William,

It's for the reasons you state below that I early on encouraged everyone to
agree on terms and definitions. We've been bandying about the terms sender,
submitter, receiver, etc., without any clear, unambiguous agreement on the
definition of each of these terms....and not just in the context of a claim
transaction, but across the entire scope of HIPAA transactions - and beyond.

In each of the HIPAA IG's there are terms, such as information receiver,
information source, sender, submitter, patient, subscriber, dependent,
member, and so on that have somewhat different definitions. And what about
the term intermediary? It too has different meanings depending on the
viewpoint of the user and the context. Is an intermediary a clearinghouse, a
TPA, a repricer, a billing service....what?

Unambigous and standard semantics are essential.

Rachel Foerster
Rachel Foerster & Associates, Ltd.
Phone: 847-872-8070


-----Original Message-----
From: William J. Kammerer [mailto:[EMAIL PROTECTED]]
Sent: Friday, January 25, 2002 3:53 PM
To: WEDi/SNIP ID & Routing
Subject: Re: Transactions with mult. senders and mult. receivers


Bob's description of the 837 with respect to multiple providers and
payers has been fascinating, and there's no doubt it helps us to
understand what really goes on out there.  And like Chris, someday I'd
like to find out why things are done this way within the confines of a
particular intermediary.

But I differ with Chris: I don't think this is a problem of routing.
It's important to remember that for any one X12 interchange, there's
only *one* sender (or submitter) and *one* receiver - regardless of the
number of payers or providers whose "stuff" is embedded in a single 837.
To get some boundary on definitions, is it safe to say that the sender
is definitely the guy who creates the ISA?  What can we say about the
receiver?

I would submit that our job is only concerned with the identification of
the trading partners (who may be clearinghouses, billing services,
repricers, etc. - not just providers or payers) at the ISA level, and
the issues of routing - what's needed to be known in order get the
interchange from here to there.

What any intermediary - such as a clearinghouse - does with the enclosed
transactions (and functional groups) is simply none of our business -
project scope-wise. Such a simplifying assumption should assist us in
maintaining focus.

Referring expressions based on photos:
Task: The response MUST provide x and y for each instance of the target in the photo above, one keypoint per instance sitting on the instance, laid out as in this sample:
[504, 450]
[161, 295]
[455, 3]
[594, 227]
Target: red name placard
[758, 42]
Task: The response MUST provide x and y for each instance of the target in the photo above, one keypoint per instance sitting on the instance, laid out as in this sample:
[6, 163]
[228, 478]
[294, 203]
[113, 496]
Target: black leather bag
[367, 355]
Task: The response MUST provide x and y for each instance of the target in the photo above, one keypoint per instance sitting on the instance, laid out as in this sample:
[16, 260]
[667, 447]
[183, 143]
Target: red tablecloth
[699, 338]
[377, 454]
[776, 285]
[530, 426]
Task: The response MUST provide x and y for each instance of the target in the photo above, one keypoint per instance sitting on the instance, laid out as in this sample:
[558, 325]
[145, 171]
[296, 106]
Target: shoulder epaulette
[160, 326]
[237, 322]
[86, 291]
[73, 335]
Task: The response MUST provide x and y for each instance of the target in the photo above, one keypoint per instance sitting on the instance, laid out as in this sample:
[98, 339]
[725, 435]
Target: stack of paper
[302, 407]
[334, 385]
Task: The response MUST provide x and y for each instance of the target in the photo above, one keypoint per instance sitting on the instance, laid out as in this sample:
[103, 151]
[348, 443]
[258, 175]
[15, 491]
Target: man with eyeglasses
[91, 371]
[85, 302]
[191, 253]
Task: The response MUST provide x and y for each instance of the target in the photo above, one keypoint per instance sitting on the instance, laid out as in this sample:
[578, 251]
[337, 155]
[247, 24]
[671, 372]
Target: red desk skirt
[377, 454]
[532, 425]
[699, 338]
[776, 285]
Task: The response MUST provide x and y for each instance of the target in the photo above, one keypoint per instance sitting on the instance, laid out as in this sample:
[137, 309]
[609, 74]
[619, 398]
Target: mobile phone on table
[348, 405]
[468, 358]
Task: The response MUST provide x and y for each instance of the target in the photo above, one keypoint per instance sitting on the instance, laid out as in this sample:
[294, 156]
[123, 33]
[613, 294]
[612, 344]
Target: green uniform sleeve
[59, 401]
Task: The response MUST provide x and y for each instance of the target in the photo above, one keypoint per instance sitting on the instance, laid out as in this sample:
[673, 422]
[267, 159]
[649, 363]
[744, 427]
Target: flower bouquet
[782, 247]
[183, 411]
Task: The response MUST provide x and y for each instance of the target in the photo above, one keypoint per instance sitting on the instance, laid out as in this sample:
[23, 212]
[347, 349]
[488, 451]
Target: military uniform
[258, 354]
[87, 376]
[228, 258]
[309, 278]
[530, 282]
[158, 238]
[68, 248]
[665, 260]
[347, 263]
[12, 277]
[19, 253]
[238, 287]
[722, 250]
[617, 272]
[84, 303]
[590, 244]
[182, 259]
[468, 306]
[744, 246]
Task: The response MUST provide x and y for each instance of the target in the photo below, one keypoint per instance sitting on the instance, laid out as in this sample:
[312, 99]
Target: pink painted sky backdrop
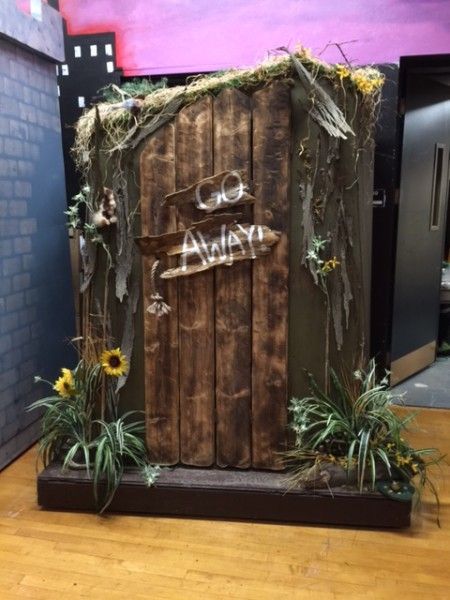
[181, 36]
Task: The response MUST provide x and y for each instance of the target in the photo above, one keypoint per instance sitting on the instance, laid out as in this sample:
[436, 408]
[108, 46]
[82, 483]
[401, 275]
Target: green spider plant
[355, 427]
[119, 444]
[66, 426]
[71, 434]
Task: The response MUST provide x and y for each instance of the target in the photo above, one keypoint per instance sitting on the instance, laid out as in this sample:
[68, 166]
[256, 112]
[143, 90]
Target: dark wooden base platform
[214, 493]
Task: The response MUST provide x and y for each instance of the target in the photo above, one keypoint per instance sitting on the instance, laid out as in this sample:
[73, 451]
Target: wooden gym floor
[50, 555]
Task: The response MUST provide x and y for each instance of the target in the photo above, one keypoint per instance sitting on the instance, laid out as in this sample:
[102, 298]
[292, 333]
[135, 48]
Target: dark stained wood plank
[271, 159]
[154, 244]
[194, 161]
[157, 173]
[234, 254]
[225, 189]
[232, 150]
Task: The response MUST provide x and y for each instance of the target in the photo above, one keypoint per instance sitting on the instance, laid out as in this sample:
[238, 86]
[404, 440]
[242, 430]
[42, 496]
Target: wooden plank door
[194, 161]
[157, 167]
[216, 366]
[271, 160]
[233, 297]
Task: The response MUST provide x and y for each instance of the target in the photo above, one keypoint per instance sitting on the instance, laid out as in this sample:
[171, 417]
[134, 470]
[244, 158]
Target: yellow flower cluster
[367, 81]
[113, 363]
[342, 71]
[65, 385]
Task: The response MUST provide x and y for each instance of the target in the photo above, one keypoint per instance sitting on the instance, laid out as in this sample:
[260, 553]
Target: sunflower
[114, 363]
[64, 385]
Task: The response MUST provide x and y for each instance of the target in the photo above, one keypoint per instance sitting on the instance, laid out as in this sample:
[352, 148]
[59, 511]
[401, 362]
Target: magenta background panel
[178, 36]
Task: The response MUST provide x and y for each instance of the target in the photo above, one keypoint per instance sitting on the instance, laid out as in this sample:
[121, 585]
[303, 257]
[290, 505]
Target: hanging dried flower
[158, 307]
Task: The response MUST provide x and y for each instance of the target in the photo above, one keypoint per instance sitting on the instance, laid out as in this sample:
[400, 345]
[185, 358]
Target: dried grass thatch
[124, 129]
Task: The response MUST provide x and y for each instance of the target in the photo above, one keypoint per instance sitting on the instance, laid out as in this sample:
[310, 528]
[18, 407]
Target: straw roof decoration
[342, 102]
[125, 124]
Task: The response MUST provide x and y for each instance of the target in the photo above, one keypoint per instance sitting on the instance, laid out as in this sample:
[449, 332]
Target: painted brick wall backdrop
[36, 306]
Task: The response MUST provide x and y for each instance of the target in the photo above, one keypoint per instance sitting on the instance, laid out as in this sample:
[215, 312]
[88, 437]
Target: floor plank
[65, 555]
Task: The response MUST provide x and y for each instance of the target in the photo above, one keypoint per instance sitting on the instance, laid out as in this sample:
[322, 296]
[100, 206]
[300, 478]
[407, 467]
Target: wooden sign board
[210, 243]
[221, 191]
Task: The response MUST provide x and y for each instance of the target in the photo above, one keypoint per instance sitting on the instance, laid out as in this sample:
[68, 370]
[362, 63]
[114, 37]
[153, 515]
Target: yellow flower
[402, 460]
[342, 71]
[114, 363]
[64, 385]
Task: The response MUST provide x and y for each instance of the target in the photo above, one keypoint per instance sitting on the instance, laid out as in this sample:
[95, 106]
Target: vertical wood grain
[194, 161]
[271, 159]
[157, 169]
[232, 150]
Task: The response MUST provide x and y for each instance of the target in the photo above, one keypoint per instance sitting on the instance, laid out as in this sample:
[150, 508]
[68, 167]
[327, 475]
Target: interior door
[422, 207]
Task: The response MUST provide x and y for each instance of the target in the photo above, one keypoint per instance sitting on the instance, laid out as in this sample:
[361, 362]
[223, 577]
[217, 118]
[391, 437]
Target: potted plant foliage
[82, 428]
[350, 436]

Task — Please continue the email thread about HIPAA sender and receiver definitions, starting after its last sentence.

Expected output —
William J. Kammerer
Novannet, LLC.
+1 (614) 487-0320

----- Original Message -----
From: "Christopher J. Feahr, OD" <[EMAIL PROTECTED]>
To: <[EMAIL PROTECTED]>; <[EMAIL PROTECTED]>
Cc: "Joe Fuchs" <[EMAIL PROTECTED]>; "Michael Smith"
<[EMAIL PROTECTED]>; "Ross Hallberg" <[EMAIL PROTECTED]>;
<[EMAIL PROTECTED]>; <[EMAIL PROTECTED]>
Sent: Friday, 25 January, 2002 02:06 PM
Subject: Transactions with mult. senders and mult. receivers


Now I'm really stumped.  Can someone explain the business use-case for a
single 837 transaction set needing to have multiple "senders" and/or
multiple "receivers"?  I assume that Bob was not referring here to
secondary payors, but to real, honest-to-god, multiple addressees for a
single transaction set?

I understand that a single interchange envelope can have many claim
transactions in it, but I always though of that as "many 837s".  And I
also understand that a single interchange can even contain a "functional
group" of many 837s, a "functional group" of 271s, etc.

But if a single provider wants to send 2 PRIMARY claims, one to payor A
and the other to payor B, why wouldn't he sent 2 separate 837
transactions sets?

And if Doctor A has a claim for Payor X and Doctor B also has a claim
for Payor X, why wouldn't this also [always] be two separate 837
transactions?

Even if the IG allowed the combining either of the last two scenarios
into a single 837, I cannot imagine why anyone would ever want to do
something that difficult to route.  Cant' we strongly advise against
such a practice even if it is permitted in the standard?

-Chris

At 08:14 AM 1/25/02 -0500, [EMAIL PROTECTED] wrote:
>Also, note that loop 2000A occurs >1 times, allowing for the
identification
>of multiple billing providers, or "submitters", in each 837.
>
>While most of X12 defined transactions as single business 'documents'
(i.e.
>one invoice in a transaction), health care in its wisdom defined a
>transaction that contained MULTIPLE business documents. That is causing
us
>problems now. It adds levels of complexity that do not exist in other
parts
>of the EDI community.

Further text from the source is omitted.